>> Begin Document extract
Yet amid all the crime and cuts, workplace romance was in the air at Blackthorn cop shop. Tommy met Aisling (Dearbháile McKinney) from Derry for a roadside brunch. Despite him coming over like a Gen-Z cliche (avocado on toast and a decaf flat white, yeah?), their tentative flirtation felt promising. Annie’s approach was rather more direct. When Shane suggested a post-work pint, she wasted no time in downing flaming sambucas and snogging him. Hope she doesn’t come to regret this. The new sheriff in town whiffs increasingly like a wrong ’un. Do he and smarmy intelligence officer DS Murray Canning (Desmond Eastwood) have a shady agenda? Both seemed a little too pally with Dixie’s gang.

Ousted in disgrace … Jonty (Jonathan Harden) and Helen (Joanne Crawford).View image in fullscreen

It was less rosy in the garden for Grace (Siân Brooke) and Stevie (Martin McCann). When Dixie resisted a stop-and-search, Stevie broke his promise by overreacting. As we know, Grace doesn’t need protecting. It was nothing an apology, a chocolate chip cookie and a pork belly sausage roll with chilli jam couldn’t fix, but surely the unrequited lovebirds can’t continue working in tandem?
>> End Document extract
>> Begin Supplied entries
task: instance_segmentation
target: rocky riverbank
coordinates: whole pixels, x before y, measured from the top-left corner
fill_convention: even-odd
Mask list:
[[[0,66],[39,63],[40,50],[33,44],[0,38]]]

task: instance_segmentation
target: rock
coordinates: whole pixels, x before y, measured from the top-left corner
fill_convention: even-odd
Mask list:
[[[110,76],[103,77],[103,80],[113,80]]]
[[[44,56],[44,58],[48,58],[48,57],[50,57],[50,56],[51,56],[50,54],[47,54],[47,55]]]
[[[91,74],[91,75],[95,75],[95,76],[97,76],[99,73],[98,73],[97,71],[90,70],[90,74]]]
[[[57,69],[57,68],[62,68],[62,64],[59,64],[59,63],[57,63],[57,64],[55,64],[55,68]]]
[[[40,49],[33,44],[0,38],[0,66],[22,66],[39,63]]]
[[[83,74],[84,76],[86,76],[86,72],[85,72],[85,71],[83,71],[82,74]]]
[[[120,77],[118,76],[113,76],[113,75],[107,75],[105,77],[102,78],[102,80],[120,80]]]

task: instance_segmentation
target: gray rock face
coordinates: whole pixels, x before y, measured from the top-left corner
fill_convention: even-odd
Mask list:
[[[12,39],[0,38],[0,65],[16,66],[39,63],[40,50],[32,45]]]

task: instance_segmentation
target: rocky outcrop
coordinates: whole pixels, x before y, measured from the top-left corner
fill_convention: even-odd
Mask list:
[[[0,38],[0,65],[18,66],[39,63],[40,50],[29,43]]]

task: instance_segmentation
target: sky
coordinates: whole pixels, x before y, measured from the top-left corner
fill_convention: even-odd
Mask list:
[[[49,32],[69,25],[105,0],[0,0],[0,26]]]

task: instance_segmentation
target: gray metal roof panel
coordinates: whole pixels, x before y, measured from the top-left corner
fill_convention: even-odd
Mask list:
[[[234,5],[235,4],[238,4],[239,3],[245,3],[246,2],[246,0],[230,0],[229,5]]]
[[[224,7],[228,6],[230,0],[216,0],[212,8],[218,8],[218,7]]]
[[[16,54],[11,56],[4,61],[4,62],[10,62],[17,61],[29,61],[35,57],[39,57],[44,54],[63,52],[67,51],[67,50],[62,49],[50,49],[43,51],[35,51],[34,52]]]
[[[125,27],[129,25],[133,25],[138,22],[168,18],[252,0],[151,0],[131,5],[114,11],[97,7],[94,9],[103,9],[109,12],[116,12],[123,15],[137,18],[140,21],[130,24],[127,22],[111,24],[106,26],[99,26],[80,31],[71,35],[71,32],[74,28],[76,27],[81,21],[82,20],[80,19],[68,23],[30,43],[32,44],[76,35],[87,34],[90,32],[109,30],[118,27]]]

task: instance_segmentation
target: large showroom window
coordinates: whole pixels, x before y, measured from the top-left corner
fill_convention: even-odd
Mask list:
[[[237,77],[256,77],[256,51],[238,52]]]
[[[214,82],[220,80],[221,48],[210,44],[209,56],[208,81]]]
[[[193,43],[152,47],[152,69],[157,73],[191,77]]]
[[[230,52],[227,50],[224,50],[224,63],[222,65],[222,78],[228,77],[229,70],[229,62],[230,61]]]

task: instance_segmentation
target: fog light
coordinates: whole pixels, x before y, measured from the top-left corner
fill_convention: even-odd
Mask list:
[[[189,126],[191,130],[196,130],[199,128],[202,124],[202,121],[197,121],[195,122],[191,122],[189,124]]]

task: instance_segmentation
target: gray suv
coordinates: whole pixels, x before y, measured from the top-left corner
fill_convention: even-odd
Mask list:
>> End Supplied entries
Continue the episode recap about the Blackthorn police station from its last sentence.

‘Close your eyes, it’s easier’

When Dixie stormed into The Loyal Pub, Lee calmly slid his house keys along the bar. He made it chillingly clear that the fire was his doing and warned: “Nowhere is safe for you now.” Seriously spooked, Dixie fled home, bolted the doors and breathed a sigh of relief, only for gunman Craig (Craig McGinlay) to emerge from the shadows and murder him. A double-tap to the head pointed to Craig’s military training. Police will presume Hamill ordered the hit, leaving a gap at the top of the gangland hierarchy. We know just the man to fill it. “Move or die”, indeed.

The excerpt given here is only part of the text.